- **GOAL**
Quote the whole listing below line for line, leaving out the pictures.

- **ITEMS**
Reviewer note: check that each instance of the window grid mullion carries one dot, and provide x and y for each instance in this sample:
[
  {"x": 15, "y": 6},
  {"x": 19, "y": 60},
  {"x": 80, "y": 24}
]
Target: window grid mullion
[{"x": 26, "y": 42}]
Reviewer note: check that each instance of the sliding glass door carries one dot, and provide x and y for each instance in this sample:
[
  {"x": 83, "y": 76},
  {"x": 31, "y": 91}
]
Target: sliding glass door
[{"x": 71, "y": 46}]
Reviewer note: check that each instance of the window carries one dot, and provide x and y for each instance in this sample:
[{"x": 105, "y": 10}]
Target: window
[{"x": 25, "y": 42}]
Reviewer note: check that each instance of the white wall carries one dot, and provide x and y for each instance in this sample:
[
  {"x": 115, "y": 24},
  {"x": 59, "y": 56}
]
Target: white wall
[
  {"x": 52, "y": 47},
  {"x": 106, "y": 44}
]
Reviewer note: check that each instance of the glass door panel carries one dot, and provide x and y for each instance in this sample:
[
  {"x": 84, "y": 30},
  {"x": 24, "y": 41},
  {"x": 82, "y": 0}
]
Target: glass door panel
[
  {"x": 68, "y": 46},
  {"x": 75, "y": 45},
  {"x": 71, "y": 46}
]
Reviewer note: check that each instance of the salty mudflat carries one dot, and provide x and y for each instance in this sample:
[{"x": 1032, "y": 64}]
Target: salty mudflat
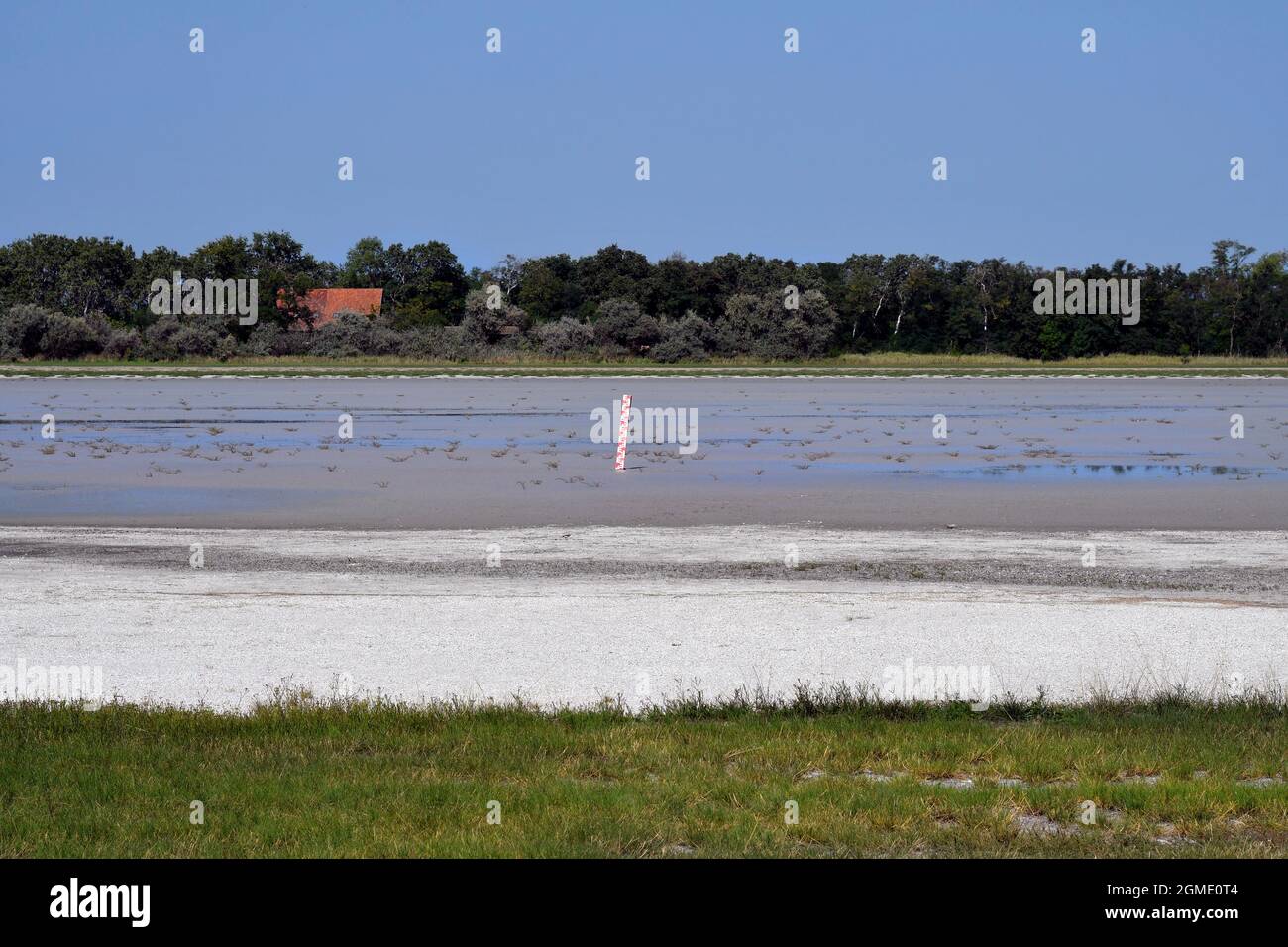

- **RESPONSE TO THE TASK**
Reviewer note: check that each instance of the window grid mullion carries one dot, and provide x and y for each instance in this sample:
[
  {"x": 15, "y": 6},
  {"x": 19, "y": 60},
  {"x": 80, "y": 24}
]
Target: window grid mullion
[{"x": 26, "y": 42}]
Reviewer note: check that each instance of the sliding glass door carries one dot, and provide x and y for each instance in this sample:
[
  {"x": 83, "y": 76},
  {"x": 31, "y": 91}
]
Target: sliding glass door
[{"x": 71, "y": 46}]
Reviewer note: check that each instance of the window carries one dot, and provide x and y for each instance in this sample:
[{"x": 105, "y": 10}]
Target: window
[{"x": 25, "y": 42}]
Reviewer note: check that each instance of the white wall carries one dot, and provide x and y for each instance in this sample:
[
  {"x": 115, "y": 24},
  {"x": 59, "y": 56}
]
Target: white wall
[
  {"x": 52, "y": 47},
  {"x": 106, "y": 44}
]
Reviewer note: check that each instance of the glass door panel carries one dot, and provide x and y for each instance in this sample:
[
  {"x": 84, "y": 30},
  {"x": 24, "y": 41},
  {"x": 82, "y": 0}
]
Target: glass door panel
[
  {"x": 68, "y": 46},
  {"x": 75, "y": 45},
  {"x": 71, "y": 46}
]
Reviewer note: check that each instance of the salty mudflat carries one dot, and provide x and y for each instance in this sample:
[{"x": 1032, "y": 64}]
Target: salty mudflat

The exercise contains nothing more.